* PROBLEM REQUIREMENTS *
Rewrite all of the material below as a JSON list of strings, one string per line, and leave out any blank lines.

* DATA SHOWN *

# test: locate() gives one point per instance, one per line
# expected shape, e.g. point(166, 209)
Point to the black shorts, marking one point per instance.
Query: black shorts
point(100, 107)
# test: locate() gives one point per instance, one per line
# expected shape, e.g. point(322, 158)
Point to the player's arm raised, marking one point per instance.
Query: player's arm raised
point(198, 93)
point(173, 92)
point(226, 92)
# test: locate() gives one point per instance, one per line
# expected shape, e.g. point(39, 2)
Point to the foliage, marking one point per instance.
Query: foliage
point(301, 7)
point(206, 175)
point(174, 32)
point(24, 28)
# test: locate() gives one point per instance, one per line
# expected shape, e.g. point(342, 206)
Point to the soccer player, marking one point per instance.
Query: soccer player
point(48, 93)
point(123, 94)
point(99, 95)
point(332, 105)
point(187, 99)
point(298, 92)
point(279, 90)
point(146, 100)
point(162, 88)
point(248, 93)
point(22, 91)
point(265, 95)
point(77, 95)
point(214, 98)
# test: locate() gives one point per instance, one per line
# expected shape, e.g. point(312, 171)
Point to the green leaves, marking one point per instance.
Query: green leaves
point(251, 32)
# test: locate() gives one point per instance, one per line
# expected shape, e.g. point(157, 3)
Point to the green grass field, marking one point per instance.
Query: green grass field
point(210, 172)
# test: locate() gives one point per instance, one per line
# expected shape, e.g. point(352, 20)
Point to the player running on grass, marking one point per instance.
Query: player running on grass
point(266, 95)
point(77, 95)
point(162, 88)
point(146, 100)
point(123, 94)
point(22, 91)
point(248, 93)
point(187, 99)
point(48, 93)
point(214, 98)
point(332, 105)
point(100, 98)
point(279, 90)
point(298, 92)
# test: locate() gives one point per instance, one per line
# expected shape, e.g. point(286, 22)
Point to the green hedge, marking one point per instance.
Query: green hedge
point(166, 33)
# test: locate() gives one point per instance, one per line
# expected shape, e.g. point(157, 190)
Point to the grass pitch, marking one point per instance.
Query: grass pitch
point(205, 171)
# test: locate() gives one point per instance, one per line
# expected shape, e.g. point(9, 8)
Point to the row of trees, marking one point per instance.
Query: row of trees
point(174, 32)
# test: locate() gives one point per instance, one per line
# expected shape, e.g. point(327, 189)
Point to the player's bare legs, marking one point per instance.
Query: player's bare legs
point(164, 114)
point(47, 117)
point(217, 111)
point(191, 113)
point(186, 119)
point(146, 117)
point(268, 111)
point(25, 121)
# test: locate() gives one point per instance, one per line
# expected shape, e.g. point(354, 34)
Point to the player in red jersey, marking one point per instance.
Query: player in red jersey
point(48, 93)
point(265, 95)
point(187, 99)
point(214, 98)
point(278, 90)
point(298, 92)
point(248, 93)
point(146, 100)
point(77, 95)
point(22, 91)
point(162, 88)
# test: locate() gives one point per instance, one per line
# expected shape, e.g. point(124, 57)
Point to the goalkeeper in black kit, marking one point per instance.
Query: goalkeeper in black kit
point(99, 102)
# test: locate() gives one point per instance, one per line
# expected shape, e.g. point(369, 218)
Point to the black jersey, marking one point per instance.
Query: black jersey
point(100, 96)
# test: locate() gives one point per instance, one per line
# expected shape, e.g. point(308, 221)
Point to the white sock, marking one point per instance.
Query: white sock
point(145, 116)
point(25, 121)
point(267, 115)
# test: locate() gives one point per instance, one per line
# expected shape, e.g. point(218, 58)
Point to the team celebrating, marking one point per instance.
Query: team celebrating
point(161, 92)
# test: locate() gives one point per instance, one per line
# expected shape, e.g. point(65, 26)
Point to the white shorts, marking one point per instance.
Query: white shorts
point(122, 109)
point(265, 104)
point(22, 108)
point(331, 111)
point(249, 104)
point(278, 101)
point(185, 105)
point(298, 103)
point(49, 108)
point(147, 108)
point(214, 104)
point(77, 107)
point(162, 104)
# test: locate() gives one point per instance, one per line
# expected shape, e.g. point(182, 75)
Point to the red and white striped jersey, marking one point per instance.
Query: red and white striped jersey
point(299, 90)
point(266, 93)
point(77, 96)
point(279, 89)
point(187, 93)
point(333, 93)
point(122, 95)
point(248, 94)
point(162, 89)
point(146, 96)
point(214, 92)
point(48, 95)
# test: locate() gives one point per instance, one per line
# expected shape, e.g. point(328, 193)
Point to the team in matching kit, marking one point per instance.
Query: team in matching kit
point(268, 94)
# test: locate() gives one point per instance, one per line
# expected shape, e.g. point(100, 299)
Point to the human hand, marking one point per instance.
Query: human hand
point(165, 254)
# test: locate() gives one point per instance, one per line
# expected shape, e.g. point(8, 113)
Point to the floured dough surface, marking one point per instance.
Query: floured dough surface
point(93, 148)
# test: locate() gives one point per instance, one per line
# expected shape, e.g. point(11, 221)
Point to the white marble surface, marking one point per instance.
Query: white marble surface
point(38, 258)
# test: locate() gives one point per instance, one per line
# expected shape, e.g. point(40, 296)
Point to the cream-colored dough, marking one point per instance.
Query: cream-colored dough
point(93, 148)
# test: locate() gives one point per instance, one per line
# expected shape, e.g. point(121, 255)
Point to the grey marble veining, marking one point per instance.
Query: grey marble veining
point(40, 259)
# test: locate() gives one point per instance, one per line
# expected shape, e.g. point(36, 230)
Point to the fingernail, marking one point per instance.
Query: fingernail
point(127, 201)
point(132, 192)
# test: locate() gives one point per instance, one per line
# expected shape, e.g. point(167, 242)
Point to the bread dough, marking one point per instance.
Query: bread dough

* COMPLETED EXERCISE *
[
  "# test: locate() gives one point per instance, one per line",
  "# expected shape, e.g. point(166, 209)",
  "Point to the black shorts, marking one point per instance.",
  "Query: black shorts",
  "point(100, 107)",
  "# test: locate() gives one point per instance, one per line",
  "# expected shape, e.g. point(322, 158)",
  "Point to the player's arm raised, marking one point per instance.",
  "Query: player's arm raised",
  "point(198, 93)",
  "point(173, 92)",
  "point(226, 92)",
  "# test: locate() gives one point per instance, one per line",
  "# expected shape, e.g. point(39, 2)",
  "Point to the foliage, marking one point per instance.",
  "Query: foliage",
  "point(301, 7)",
  "point(206, 175)",
  "point(174, 32)",
  "point(24, 28)",
  "# test: locate() gives one point per instance, one per line",
  "# expected shape, e.g. point(342, 206)",
  "Point to the soccer player, marking one point per instance.",
  "Query: soccer player",
  "point(48, 93)",
  "point(123, 94)",
  "point(99, 95)",
  "point(332, 105)",
  "point(187, 99)",
  "point(298, 92)",
  "point(279, 90)",
  "point(146, 100)",
  "point(162, 88)",
  "point(248, 93)",
  "point(22, 91)",
  "point(265, 95)",
  "point(77, 95)",
  "point(214, 98)",
  "# test: locate() gives one point per instance, one per line",
  "# expected shape, e.g. point(312, 171)",
  "Point to the green leaves, marking one point per instance.",
  "Query: green leaves",
  "point(251, 32)",
  "# test: locate() gives one point per instance, one per line",
  "# expected shape, e.g. point(157, 3)",
  "Point to the green grass field, marking one point per instance.",
  "Query: green grass field",
  "point(210, 172)",
  "# test: locate() gives one point per instance, one per line",
  "# expected shape, e.g. point(352, 20)",
  "Point to the player running on grass, marking one point per instance.",
  "Query: player running on grass",
  "point(266, 95)",
  "point(77, 95)",
  "point(162, 88)",
  "point(146, 100)",
  "point(123, 94)",
  "point(22, 91)",
  "point(248, 93)",
  "point(187, 99)",
  "point(48, 93)",
  "point(214, 98)",
  "point(332, 105)",
  "point(100, 98)",
  "point(279, 90)",
  "point(298, 92)",
  "# test: locate() gives one point per instance, one per line",
  "# expected shape, e.g. point(286, 22)",
  "Point to the green hedge, marking one point per instance.",
  "Query: green hedge",
  "point(166, 33)",
  "# test: locate() gives one point per instance, one per line",
  "# expected shape, e.g. point(157, 190)",
  "Point to the grass pitch, marking one point per instance.",
  "Query: grass pitch",
  "point(205, 171)",
  "# test: locate() gives one point per instance, one per line",
  "# expected shape, e.g. point(9, 8)",
  "Point to the row of trees, marking one point per instance.",
  "Query: row of trees",
  "point(174, 32)",
  "# test: locate() gives one point per instance, one per line",
  "# expected shape, e.g. point(327, 189)",
  "Point to the player's bare legs, marking one point per instance.",
  "Query: player's bare legs",
  "point(164, 114)",
  "point(47, 117)",
  "point(217, 111)",
  "point(191, 113)",
  "point(186, 119)",
  "point(146, 117)",
  "point(268, 111)",
  "point(25, 121)",
  "# test: locate() gives one point per instance, one per line",
  "# expected shape, e.g. point(354, 34)",
  "Point to the player in red jersey, marking one point per instance.",
  "Query: player in red jersey",
  "point(48, 93)",
  "point(265, 95)",
  "point(187, 99)",
  "point(214, 98)",
  "point(278, 90)",
  "point(298, 92)",
  "point(248, 93)",
  "point(146, 100)",
  "point(77, 95)",
  "point(22, 91)",
  "point(162, 88)",
  "# test: locate() gives one point per instance, one per line",
  "# expected shape, e.g. point(124, 57)",
  "Point to the goalkeeper in black kit, marking one point per instance.",
  "Query: goalkeeper in black kit",
  "point(99, 102)",
  "# test: locate() gives one point per instance, one per line",
  "# expected shape, e.g. point(369, 218)",
  "Point to the black jersey, marking one point per instance.",
  "Query: black jersey",
  "point(100, 96)",
  "# test: locate() gives one point per instance, one per line",
  "# expected shape, e.g. point(308, 221)",
  "Point to the white sock, marking one point per instance.",
  "Query: white sock",
  "point(145, 116)",
  "point(25, 121)",
  "point(267, 115)",
  "# test: locate() gives one point per instance, one per line",
  "# expected shape, e.g. point(218, 58)",
  "Point to the team celebrating, marking one point per instance.",
  "Query: team celebrating",
  "point(161, 92)",
  "# test: locate() gives one point per instance, one per line",
  "# expected shape, e.g. point(65, 26)",
  "Point to the white shorts, marking one point per instance.",
  "Query: white shorts",
  "point(122, 109)",
  "point(265, 104)",
  "point(22, 108)",
  "point(331, 111)",
  "point(249, 104)",
  "point(278, 101)",
  "point(185, 105)",
  "point(298, 103)",
  "point(49, 108)",
  "point(147, 108)",
  "point(214, 104)",
  "point(77, 107)",
  "point(162, 104)",
  "# test: locate() gives one point per instance, one per line",
  "# expected shape, e.g. point(182, 75)",
  "Point to the red and white striped jersey, marking one point per instance.",
  "Query: red and white striped jersey",
  "point(299, 90)",
  "point(266, 93)",
  "point(77, 96)",
  "point(279, 89)",
  "point(187, 93)",
  "point(333, 93)",
  "point(122, 95)",
  "point(248, 94)",
  "point(162, 89)",
  "point(146, 96)",
  "point(214, 92)",
  "point(48, 95)",
  "# test: locate() gives one point per instance, one per line",
  "# expected shape, e.g. point(328, 193)",
  "Point to the team in matching kit, marking one point per instance.",
  "Query: team in matching kit",
  "point(268, 94)",
  "# test: locate() gives one point per instance, one per line",
  "# expected shape, e.g. point(100, 299)",
  "Point to the human hand, marking one point per instance.",
  "Query: human hand",
  "point(165, 254)",
  "# test: locate() gives one point per instance, one per line",
  "# expected shape, e.g. point(8, 113)",
  "Point to the floured dough surface, marking one point per instance.",
  "Query: floured dough surface",
  "point(93, 148)",
  "# test: locate() gives one point per instance, one per line",
  "# expected shape, e.g. point(11, 221)",
  "Point to the white marble surface, marking one point per instance.",
  "Query: white marble surface",
  "point(38, 258)",
  "# test: locate() gives one point per instance, one per line",
  "# expected shape, e.g. point(40, 296)",
  "Point to the cream-colored dough, marking one point per instance.",
  "Query: cream-colored dough",
  "point(93, 148)",
  "# test: locate() gives one point per instance, one per line",
  "# expected shape, e.g. point(121, 255)",
  "Point to the grey marble veining, marking one point per instance.",
  "Query: grey marble veining",
  "point(40, 259)",
  "# test: locate() gives one point per instance, one per line",
  "# expected shape, e.g. point(36, 230)",
  "Point to the fingernail, marking one point per instance.",
  "Query: fingernail",
  "point(127, 201)",
  "point(132, 192)",
  "# test: locate() gives one point per instance, one per line",
  "# expected shape, e.g. point(167, 242)",
  "Point to the bread dough, marking one point per instance.",
  "Query: bread dough"
]